Task instructions – Update the lines from the one holding "target | black velvet coat" through the end of the data listing, inclusive, replacing "drop a pin on" with "place a marker on" and leaving everything else unchanged. Return only those lines.

Data listing:

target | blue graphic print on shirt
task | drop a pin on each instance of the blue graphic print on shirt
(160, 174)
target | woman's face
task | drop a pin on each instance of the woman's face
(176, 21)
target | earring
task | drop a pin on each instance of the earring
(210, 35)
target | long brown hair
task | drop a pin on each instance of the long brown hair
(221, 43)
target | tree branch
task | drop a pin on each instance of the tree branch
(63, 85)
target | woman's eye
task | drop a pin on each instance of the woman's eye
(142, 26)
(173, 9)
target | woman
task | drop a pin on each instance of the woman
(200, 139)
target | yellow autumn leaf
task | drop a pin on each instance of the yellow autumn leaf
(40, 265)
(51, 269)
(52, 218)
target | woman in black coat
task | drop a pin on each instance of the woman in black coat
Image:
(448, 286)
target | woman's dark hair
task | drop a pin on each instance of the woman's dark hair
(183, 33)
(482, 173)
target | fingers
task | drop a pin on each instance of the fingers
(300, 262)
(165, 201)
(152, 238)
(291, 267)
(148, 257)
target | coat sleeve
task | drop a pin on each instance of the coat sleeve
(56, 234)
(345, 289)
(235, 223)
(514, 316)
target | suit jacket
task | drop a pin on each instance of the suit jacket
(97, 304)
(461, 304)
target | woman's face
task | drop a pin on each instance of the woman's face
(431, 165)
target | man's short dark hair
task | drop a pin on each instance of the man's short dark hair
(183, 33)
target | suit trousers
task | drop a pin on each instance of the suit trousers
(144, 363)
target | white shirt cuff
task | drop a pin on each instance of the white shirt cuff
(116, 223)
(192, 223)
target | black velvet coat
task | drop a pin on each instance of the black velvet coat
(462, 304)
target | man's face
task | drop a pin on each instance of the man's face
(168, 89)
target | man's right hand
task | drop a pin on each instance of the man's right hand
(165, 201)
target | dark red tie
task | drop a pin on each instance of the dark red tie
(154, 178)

Correct response –
target | black velvet coat
task | place a marker on each instance of the black velvet coat
(462, 304)
target | man's face
task | place a marker on each instance of the man's face
(168, 89)
target | man's right hand
task | place a marker on each instance of the man's right hand
(165, 201)
target | dark red tie
task | place a marker on each instance of the dark red tie
(154, 178)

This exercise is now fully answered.